## Begin

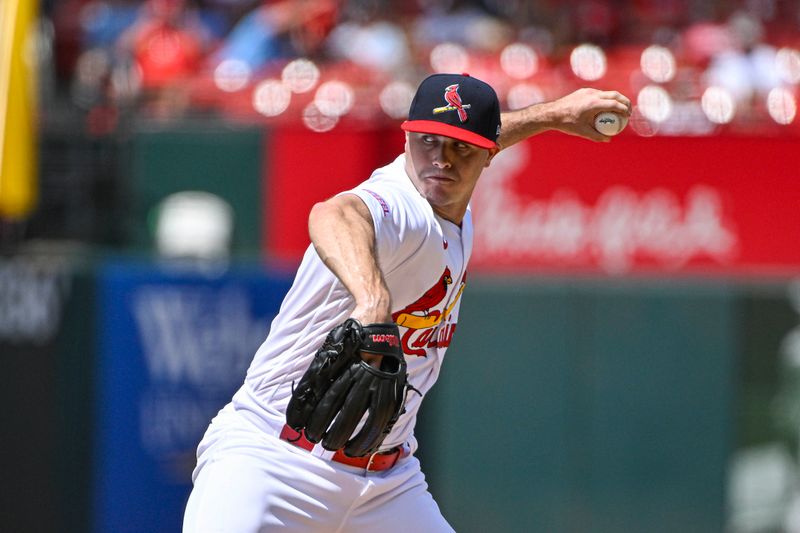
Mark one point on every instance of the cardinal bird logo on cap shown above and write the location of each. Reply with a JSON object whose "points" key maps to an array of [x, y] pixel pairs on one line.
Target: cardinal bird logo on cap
{"points": [[454, 103]]}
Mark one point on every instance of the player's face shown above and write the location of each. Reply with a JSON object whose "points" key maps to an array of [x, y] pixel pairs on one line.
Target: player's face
{"points": [[445, 170]]}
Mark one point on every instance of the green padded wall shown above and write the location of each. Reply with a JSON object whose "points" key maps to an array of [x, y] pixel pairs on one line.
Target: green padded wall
{"points": [[224, 161], [584, 407]]}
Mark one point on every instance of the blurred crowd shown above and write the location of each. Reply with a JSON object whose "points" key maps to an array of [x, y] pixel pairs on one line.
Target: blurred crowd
{"points": [[692, 67]]}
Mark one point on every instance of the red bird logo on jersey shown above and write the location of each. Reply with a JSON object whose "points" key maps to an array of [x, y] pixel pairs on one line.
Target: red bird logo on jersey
{"points": [[431, 298], [426, 326], [454, 103]]}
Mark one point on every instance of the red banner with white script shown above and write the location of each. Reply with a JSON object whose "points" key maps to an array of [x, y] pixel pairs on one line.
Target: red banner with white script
{"points": [[719, 205], [559, 204]]}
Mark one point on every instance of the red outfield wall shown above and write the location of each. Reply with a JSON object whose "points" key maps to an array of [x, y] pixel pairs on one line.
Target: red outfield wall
{"points": [[560, 204]]}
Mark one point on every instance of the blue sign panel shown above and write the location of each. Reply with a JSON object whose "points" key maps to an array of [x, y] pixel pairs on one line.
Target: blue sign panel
{"points": [[174, 345]]}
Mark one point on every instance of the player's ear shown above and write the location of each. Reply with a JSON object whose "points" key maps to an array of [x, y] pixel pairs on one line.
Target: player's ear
{"points": [[492, 152]]}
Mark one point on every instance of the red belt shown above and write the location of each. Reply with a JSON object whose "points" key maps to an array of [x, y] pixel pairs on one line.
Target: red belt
{"points": [[371, 463]]}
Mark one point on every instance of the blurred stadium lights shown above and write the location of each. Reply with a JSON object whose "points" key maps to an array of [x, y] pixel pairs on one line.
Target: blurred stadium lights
{"points": [[315, 120], [449, 57], [654, 103], [271, 97], [787, 62], [658, 64], [519, 61], [395, 99], [334, 98], [524, 94], [300, 75], [232, 75], [781, 105], [588, 62], [718, 104]]}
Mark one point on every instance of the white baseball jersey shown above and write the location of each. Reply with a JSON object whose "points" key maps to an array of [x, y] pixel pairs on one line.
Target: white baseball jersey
{"points": [[423, 258]]}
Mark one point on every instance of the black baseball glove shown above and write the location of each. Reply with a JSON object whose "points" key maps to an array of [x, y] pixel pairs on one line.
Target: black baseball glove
{"points": [[339, 388]]}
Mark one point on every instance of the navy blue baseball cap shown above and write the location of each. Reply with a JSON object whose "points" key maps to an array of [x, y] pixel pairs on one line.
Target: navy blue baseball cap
{"points": [[457, 106]]}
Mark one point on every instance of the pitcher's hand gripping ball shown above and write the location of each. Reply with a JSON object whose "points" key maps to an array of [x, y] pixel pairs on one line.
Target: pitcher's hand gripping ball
{"points": [[339, 387], [609, 123]]}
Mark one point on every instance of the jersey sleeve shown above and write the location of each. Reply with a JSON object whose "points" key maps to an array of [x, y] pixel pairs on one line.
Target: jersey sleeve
{"points": [[398, 232]]}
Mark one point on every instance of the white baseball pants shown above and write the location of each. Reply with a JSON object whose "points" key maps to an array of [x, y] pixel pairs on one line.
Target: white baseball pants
{"points": [[248, 481]]}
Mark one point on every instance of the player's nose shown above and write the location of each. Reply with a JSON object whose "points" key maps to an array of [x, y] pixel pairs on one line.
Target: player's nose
{"points": [[440, 159]]}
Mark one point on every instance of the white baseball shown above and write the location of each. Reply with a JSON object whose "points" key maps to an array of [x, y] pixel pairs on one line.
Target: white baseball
{"points": [[609, 123]]}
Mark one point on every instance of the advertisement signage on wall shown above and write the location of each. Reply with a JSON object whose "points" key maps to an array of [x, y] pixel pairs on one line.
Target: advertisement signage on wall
{"points": [[561, 204], [174, 346], [663, 205]]}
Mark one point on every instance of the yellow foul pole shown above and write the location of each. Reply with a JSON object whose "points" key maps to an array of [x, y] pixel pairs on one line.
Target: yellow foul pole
{"points": [[17, 107]]}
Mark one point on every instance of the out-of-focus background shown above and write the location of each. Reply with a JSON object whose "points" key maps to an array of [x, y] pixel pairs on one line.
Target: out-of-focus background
{"points": [[628, 357]]}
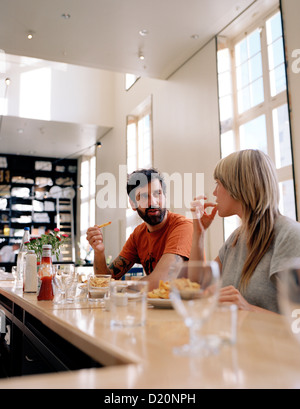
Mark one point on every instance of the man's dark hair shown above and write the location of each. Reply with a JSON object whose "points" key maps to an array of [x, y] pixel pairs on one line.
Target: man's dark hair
{"points": [[142, 177]]}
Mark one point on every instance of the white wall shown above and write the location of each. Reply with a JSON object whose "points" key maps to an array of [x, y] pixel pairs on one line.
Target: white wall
{"points": [[291, 13], [75, 94], [185, 135]]}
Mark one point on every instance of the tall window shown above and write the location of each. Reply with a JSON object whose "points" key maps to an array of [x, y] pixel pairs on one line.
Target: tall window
{"points": [[87, 202], [139, 149], [253, 102]]}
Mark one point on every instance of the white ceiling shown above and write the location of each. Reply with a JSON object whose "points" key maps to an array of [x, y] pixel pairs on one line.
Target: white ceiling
{"points": [[104, 34]]}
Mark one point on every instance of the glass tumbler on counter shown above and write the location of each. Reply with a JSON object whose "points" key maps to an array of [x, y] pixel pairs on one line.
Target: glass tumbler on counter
{"points": [[128, 303], [289, 296], [98, 287], [63, 279]]}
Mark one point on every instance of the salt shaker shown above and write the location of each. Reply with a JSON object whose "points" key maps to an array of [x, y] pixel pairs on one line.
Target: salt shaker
{"points": [[30, 278]]}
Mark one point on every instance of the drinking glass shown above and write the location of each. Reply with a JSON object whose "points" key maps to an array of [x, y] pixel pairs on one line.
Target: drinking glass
{"points": [[63, 278], [289, 296], [194, 295]]}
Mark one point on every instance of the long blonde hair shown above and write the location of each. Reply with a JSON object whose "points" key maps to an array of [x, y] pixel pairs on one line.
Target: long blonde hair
{"points": [[250, 177]]}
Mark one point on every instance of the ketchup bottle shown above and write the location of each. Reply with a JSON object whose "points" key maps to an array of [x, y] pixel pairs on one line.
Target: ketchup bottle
{"points": [[45, 275]]}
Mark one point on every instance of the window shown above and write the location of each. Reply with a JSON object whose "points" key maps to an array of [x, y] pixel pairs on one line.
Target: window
{"points": [[139, 149], [87, 202], [253, 102]]}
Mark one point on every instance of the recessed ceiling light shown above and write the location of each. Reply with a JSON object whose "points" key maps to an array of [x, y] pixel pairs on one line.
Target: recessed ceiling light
{"points": [[30, 35], [144, 32], [66, 16]]}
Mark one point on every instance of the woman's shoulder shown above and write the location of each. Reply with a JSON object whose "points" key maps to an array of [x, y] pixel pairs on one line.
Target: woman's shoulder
{"points": [[285, 226], [285, 222]]}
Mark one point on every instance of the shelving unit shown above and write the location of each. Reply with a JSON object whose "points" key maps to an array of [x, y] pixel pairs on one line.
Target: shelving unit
{"points": [[40, 193]]}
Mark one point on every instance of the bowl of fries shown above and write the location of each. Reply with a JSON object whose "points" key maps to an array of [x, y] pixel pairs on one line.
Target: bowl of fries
{"points": [[98, 286], [160, 297]]}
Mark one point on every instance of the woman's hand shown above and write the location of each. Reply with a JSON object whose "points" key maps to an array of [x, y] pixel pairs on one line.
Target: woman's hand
{"points": [[95, 238], [202, 220], [230, 295]]}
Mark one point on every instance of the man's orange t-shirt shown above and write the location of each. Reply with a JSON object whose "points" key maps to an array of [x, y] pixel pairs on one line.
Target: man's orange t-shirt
{"points": [[146, 248]]}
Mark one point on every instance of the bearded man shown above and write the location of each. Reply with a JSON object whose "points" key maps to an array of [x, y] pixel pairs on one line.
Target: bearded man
{"points": [[161, 241]]}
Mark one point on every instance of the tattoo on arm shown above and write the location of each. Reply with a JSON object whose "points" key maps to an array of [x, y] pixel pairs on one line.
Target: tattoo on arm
{"points": [[119, 267]]}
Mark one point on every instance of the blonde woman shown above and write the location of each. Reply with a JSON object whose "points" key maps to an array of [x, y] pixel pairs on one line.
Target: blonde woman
{"points": [[247, 186]]}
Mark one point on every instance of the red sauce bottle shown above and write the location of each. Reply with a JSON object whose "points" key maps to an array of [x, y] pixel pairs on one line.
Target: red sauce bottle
{"points": [[45, 275]]}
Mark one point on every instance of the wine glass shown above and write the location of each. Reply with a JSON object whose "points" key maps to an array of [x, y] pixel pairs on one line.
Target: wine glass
{"points": [[289, 296], [194, 294], [63, 278]]}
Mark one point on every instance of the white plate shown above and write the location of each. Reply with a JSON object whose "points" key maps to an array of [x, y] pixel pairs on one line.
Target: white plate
{"points": [[69, 193], [160, 302]]}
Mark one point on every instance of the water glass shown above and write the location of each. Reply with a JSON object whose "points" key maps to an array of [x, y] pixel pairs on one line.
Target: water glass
{"points": [[98, 287], [18, 277], [128, 303]]}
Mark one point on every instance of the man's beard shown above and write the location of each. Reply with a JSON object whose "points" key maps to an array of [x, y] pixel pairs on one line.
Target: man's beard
{"points": [[152, 219]]}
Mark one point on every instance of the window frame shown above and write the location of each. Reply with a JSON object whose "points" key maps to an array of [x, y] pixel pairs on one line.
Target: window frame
{"points": [[267, 107]]}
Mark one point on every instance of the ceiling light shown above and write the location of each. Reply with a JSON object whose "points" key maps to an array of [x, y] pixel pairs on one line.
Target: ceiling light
{"points": [[144, 32], [30, 35]]}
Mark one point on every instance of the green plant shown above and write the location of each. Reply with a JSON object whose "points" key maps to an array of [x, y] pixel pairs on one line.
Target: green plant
{"points": [[55, 238]]}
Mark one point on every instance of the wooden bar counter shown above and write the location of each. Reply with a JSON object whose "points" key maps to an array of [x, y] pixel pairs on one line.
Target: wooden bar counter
{"points": [[265, 355]]}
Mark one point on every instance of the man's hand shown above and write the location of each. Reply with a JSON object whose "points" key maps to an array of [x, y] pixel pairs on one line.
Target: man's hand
{"points": [[95, 238]]}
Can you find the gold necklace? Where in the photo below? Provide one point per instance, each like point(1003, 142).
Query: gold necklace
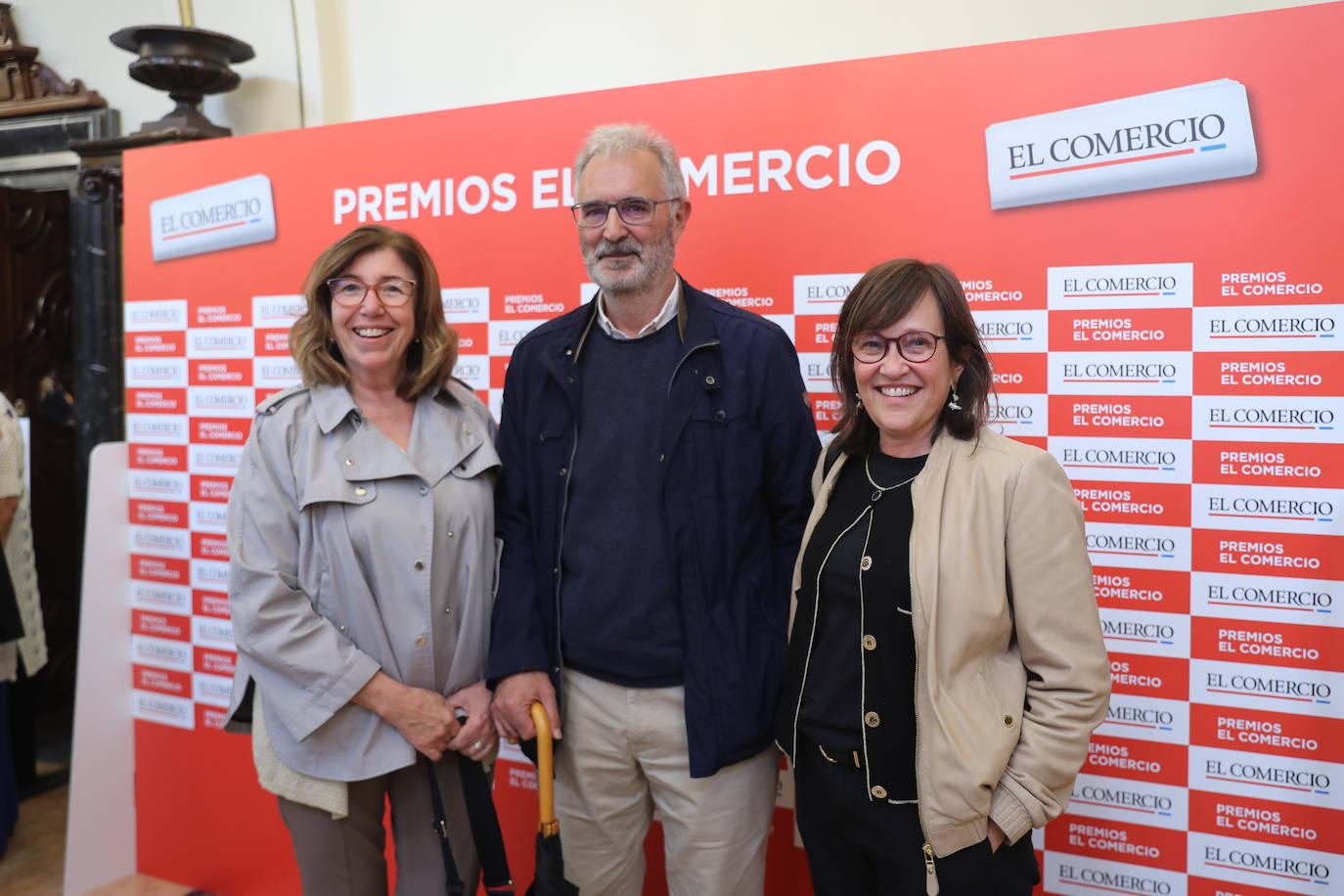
point(880, 489)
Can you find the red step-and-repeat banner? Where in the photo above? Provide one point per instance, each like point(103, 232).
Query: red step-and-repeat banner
point(1148, 227)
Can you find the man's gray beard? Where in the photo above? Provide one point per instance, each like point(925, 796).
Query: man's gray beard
point(656, 261)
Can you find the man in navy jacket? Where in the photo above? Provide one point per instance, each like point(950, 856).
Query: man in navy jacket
point(657, 448)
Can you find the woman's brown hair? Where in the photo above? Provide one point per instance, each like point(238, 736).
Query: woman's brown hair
point(430, 357)
point(882, 297)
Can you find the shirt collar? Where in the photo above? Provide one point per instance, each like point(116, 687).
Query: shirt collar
point(664, 315)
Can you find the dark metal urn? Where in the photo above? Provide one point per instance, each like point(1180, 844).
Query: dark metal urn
point(189, 64)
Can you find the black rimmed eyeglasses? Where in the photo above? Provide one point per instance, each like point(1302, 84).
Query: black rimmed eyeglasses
point(633, 209)
point(349, 291)
point(916, 345)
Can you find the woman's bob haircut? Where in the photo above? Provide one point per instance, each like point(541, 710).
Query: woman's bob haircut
point(431, 355)
point(882, 297)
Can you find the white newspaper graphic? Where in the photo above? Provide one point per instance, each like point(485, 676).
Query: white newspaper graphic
point(1181, 136)
point(237, 212)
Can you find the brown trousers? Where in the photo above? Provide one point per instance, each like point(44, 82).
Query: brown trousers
point(345, 857)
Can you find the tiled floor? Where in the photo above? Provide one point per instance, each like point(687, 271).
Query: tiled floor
point(35, 863)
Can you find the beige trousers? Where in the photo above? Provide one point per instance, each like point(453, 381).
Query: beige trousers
point(345, 857)
point(624, 755)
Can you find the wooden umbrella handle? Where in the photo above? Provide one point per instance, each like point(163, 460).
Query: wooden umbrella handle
point(545, 771)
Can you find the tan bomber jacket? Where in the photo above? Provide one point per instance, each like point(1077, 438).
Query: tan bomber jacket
point(1002, 586)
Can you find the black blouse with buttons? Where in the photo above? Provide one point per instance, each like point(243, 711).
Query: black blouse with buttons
point(856, 681)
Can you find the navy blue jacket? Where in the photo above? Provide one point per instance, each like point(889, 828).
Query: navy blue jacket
point(739, 450)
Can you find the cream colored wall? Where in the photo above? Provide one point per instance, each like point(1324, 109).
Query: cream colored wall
point(331, 61)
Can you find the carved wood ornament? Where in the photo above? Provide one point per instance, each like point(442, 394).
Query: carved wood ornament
point(28, 86)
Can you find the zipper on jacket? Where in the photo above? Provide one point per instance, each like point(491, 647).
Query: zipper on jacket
point(930, 872)
point(685, 357)
point(812, 636)
point(560, 561)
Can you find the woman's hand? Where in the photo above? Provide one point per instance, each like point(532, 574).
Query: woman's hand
point(423, 716)
point(476, 739)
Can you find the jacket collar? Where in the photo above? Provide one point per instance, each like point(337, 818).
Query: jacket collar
point(438, 442)
point(694, 326)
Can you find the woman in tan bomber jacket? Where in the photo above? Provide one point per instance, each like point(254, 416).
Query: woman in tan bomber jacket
point(946, 665)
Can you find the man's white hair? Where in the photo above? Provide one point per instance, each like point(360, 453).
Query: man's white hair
point(607, 141)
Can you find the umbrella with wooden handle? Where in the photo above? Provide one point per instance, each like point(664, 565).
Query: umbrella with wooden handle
point(550, 860)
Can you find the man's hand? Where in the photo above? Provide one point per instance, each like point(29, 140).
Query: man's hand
point(477, 738)
point(514, 697)
point(423, 716)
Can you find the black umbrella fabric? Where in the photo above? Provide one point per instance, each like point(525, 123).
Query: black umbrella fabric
point(550, 859)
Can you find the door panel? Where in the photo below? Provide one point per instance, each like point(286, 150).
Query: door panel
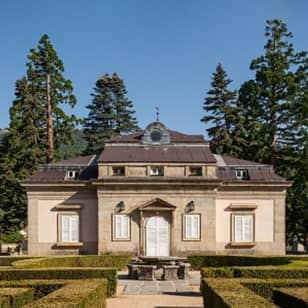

## End

Exercise objective: Copy every line between the ones holding "Mark one point on every instance of the man's beard" and "point(880, 489)", inclusive, requests and all, but multiply each point coordinate in the answers by 2 and round to whole numbers, with halves going up. Leave out the pictures.

Correct response:
Mark one point on every instance of the man's beard shown above and write the location of each. Reply with a JSON object whose "points" key maps to an array of [x, y] pixel pairs on one line.
Target: man's beard
{"points": [[304, 438]]}
Mark one point on every instance of the window frame shown above and write the location of each. Reply with a JSON object whose "points" key maps to an array of [x, y] pixel pairs on one line.
Target: window frame
{"points": [[534, 214]]}
Mark one point on every instance of the ceiling light shown above and write the location of each. Reply with a JSON object whose "points" key maps to an array of [x, y] pixel pairs on one line.
Target: ceiling light
{"points": [[288, 64], [60, 70]]}
Mark one point on every instance of the green plant shown above and write the location of each. Reply with a JSON object whose "points" key maps to an array of [x, y] pixel pairs on one line.
Target: green plant
{"points": [[110, 476]]}
Mark one point on every instance of the wooden bar counter shown above and write the location of each. Reply with a JSON object whose "points" key maps to an array of [x, y] pixel pairs on one line.
Target: wooden bar counter
{"points": [[530, 710]]}
Mark one point on every instance of the man's hand shown above and write the location of each. Reply with a JSON object whose "points" key maps to an array of [x, y] pixel pairs on one line.
Target: man's hand
{"points": [[190, 476]]}
Can you find the gold necklace? Where in the photo below? Provide one point per instance, each like point(1003, 142).
Query: gold necklace
point(1760, 978)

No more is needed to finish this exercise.